**Written exercise**
Print, verbatim, everything in the items below from the line containing "the balcony, each" down to the line containing "pixel 359 517", with both of those lines included.
——
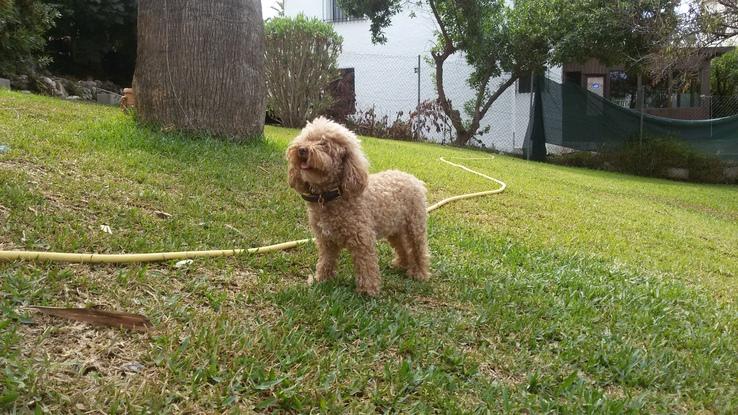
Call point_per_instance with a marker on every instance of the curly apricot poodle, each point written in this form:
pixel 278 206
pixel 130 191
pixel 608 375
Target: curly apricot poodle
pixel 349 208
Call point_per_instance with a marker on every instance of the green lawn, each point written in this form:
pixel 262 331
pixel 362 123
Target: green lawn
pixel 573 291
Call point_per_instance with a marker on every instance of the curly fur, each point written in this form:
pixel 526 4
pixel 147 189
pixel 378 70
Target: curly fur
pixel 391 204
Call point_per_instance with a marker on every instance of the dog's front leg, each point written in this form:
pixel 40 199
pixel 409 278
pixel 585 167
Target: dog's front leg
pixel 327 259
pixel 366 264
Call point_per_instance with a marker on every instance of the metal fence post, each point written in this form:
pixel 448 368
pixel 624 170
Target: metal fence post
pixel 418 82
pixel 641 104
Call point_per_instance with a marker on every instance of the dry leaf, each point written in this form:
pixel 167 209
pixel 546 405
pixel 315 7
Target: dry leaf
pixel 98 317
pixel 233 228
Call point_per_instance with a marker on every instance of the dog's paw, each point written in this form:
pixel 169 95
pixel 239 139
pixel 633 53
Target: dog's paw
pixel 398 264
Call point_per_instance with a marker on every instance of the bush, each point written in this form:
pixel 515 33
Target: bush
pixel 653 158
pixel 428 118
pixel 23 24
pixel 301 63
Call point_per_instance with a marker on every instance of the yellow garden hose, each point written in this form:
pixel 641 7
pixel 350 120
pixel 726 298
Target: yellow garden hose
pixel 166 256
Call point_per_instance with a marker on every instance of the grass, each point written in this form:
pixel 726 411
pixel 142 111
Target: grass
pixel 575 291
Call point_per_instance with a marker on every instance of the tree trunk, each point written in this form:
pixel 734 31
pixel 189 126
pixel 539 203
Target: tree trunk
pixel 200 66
——
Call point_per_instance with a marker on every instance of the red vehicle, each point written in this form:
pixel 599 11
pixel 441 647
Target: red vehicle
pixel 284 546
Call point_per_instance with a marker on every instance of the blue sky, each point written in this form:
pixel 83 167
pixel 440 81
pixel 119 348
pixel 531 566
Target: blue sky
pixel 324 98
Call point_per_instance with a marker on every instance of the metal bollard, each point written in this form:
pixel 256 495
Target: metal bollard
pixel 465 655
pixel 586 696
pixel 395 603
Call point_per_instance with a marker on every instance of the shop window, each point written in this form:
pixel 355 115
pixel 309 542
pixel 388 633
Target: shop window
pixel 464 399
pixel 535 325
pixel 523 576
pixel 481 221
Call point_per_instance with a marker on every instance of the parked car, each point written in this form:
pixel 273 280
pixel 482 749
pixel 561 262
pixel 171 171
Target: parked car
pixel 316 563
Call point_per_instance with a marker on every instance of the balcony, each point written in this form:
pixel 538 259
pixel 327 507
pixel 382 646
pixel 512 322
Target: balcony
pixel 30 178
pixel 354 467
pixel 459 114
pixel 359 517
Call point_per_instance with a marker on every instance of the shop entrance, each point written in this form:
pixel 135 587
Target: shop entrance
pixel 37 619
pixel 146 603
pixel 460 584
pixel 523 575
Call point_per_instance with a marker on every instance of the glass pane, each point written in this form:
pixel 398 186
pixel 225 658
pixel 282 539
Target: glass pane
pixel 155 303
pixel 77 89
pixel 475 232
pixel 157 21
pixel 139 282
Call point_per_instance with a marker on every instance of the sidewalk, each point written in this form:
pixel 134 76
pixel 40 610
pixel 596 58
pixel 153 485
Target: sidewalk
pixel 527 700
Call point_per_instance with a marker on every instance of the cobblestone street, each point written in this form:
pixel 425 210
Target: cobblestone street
——
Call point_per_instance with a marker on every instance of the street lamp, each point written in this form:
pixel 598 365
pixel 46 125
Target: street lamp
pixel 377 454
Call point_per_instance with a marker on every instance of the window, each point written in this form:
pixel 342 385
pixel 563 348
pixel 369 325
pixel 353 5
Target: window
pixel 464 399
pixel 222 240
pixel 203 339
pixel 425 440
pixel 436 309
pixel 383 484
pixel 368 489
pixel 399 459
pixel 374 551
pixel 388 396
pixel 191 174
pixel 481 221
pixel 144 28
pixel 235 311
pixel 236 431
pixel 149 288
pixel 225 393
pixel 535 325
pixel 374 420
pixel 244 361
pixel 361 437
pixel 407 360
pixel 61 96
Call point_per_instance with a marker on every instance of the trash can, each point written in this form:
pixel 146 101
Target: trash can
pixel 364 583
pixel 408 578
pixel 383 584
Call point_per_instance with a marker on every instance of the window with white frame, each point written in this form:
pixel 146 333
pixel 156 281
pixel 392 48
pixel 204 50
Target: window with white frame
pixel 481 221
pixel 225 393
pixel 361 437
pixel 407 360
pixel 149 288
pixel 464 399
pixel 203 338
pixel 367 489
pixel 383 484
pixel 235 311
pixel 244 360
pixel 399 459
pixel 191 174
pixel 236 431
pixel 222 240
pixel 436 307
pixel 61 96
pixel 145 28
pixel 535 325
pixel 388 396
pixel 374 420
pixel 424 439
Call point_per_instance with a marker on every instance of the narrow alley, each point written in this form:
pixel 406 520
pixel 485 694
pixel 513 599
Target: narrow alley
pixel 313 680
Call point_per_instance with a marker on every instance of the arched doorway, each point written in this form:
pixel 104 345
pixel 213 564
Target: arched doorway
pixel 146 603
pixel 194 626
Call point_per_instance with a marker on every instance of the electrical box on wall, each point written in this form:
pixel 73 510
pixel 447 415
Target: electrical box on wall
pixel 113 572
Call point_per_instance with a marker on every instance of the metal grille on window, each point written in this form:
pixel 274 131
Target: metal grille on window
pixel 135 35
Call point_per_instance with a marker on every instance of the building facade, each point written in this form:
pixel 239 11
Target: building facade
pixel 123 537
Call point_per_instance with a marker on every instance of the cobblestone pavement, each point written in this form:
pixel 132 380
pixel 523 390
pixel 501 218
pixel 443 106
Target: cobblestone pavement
——
**Output for this exercise**
Call point_per_instance with a marker on every instance of the balcony, each point written in this form:
pixel 538 259
pixel 327 507
pixel 382 646
pixel 512 322
Target: balcony
pixel 30 178
pixel 354 467
pixel 459 114
pixel 359 517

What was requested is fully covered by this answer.